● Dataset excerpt
○ ○ ○

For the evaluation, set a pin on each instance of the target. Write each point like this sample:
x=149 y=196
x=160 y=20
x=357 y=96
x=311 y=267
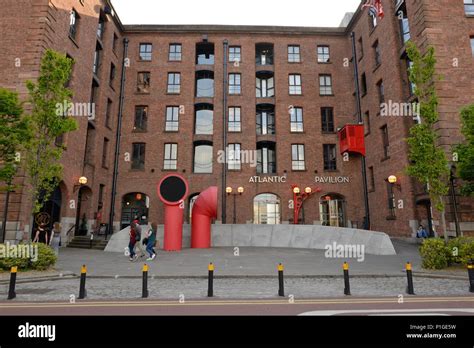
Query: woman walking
x=55 y=238
x=151 y=239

○ ○ ○

● EXERCISE OBJECTIVE
Rewrite every line of the data above, but leave out the picture lines. Raise each x and y coordinate in the answer points by 131, and keep the coordinates in the format sample unchanged.

● TASK RESULT
For the evaluation, set a pin on each instance of the target. Write each point like this sample:
x=149 y=196
x=160 y=20
x=357 y=96
x=311 y=267
Query: woman walking
x=186 y=369
x=282 y=370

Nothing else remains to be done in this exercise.